Our evidence synthesis did not find any reviews on the impact of time spent using AI chat applications or smartphones on adolescents’ mental health and wellbeing.

Funding landscape review: Our review of past, current and planned research activities investigating child and adolescent developmental outcomes and social media, smartphone and AI chat application use in the UK and other countries, found that despite the need for more experimental or quasi-experimental studies to improve the ability to make causal claims at population-level, funding remains concentrated on other methods.

More funding currently supports research on adolescents rather than children. Similarly, more funding supports research on wellbeing and non-clinical mental health outcomes rather than other developmental outcomes, such as physical health (including exercise and sleep), behaviours and academic performance. While this might align with current policy and societal priorities, it is a funding gap.

The UK is furthermore not yet supporting extensive research on how AI impacts children and adolescents. It also lacks large-scale and strategic research investments present in other countries, such as research centres, that would allow for a more proactive and effective research approach.

DATA:

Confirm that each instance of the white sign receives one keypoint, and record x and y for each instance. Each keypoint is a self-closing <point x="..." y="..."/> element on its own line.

GOAL OF THE EXERCISE: From the research funding review, translate this sentence into Spanish: "More funding currently supports research on adolescents rather than children." The listing has no connection to the research funding review.

SOLUTION FOR THIS TASK: En la actualidad, más financiación respalda la investigación sobre adolescentes que sobre niños.